# STATED EXERCISE
Copy the rows word for word, beginning at the line that contains "Note: pick out the window frame" and stopping after the line that contains "column 431, row 34". Omit the pictures from your answer.

# GIVEN DATA
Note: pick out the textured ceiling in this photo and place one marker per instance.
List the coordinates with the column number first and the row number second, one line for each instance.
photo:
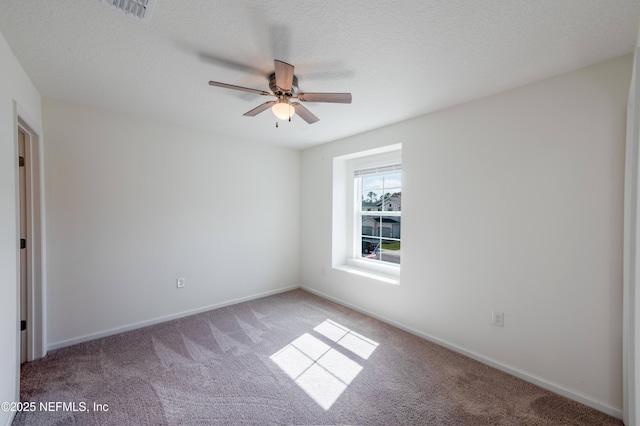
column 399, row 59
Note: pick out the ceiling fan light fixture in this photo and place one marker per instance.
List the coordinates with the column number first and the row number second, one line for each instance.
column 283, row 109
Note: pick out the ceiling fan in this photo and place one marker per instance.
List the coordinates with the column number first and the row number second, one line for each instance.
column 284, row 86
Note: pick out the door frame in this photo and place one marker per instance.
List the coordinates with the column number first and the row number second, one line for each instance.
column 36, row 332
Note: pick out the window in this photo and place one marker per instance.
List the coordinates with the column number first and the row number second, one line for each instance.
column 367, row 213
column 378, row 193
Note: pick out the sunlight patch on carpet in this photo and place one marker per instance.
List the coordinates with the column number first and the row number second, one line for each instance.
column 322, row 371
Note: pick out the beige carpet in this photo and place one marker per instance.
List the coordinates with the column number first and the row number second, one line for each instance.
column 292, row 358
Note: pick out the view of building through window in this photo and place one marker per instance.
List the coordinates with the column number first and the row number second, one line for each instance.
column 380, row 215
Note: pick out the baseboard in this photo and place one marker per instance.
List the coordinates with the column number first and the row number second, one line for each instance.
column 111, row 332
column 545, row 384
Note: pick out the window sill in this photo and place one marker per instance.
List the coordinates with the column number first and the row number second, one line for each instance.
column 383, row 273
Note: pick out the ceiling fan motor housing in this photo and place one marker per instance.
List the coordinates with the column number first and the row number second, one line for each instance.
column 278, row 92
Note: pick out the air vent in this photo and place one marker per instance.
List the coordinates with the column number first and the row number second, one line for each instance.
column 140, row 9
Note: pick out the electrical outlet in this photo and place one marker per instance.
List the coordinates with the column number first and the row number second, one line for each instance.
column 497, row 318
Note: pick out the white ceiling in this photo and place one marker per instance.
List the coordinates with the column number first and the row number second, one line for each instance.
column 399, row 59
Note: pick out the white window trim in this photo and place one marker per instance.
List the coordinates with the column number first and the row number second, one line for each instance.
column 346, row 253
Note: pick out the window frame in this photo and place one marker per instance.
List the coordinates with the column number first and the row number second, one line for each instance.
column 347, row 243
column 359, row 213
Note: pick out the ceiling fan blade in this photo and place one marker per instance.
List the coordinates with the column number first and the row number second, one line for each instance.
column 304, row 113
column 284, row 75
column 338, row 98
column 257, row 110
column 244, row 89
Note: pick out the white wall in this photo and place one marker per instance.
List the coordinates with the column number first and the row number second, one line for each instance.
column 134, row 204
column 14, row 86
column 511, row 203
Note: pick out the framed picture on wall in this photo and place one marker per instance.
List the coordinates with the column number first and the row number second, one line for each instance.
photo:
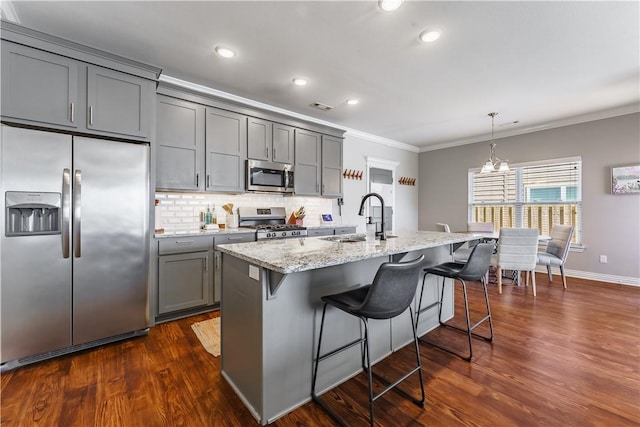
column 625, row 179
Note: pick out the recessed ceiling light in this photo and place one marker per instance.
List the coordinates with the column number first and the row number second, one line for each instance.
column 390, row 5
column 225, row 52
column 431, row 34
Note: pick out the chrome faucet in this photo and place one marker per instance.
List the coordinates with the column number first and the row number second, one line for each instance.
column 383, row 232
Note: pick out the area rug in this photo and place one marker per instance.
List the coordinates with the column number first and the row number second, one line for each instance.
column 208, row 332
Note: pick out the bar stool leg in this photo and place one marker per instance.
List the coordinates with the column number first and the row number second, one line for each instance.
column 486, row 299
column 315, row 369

==

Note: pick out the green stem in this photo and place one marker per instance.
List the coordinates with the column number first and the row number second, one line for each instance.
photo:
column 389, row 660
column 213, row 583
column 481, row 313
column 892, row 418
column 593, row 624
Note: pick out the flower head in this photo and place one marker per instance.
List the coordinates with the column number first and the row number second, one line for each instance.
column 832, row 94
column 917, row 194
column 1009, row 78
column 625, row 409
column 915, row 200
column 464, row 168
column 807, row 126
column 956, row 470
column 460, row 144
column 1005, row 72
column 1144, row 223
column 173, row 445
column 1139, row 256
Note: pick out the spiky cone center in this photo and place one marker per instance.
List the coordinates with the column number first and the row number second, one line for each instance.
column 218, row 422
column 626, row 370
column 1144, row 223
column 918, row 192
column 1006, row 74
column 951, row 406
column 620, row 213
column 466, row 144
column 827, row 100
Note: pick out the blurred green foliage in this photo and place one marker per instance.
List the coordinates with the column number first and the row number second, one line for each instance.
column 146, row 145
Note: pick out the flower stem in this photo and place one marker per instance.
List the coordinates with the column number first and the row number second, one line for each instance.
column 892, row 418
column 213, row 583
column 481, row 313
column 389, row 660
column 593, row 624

# THE SOLUTION
Note: pick out the window frame in this photo and place one marker per instance.
List the coordinates with the column number first and the row number second, one line for each instance.
column 347, row 243
column 359, row 213
Note: pick out the ceiling fan blade in this photo and place one marker per instance.
List the coordinates with the column number first and the row number second, one line for each instance.
column 304, row 113
column 284, row 75
column 338, row 98
column 257, row 110
column 244, row 89
Note: pick out the white wall in this photo and place one marker per instance.
List the coordinates with the column number first and the row number second, one line for each instance.
column 134, row 204
column 14, row 86
column 511, row 203
Note: pick out the framed picture on wall in this photo and place one marker per instance.
List the coordinates with the column number first and the row number second, one line for each instance.
photo:
column 625, row 179
Note: pick out the recessed ceiling light in this photo and place one marker per instance.
List the coordinates with the column number first and the row number second, one line for each instance.
column 390, row 5
column 225, row 52
column 431, row 34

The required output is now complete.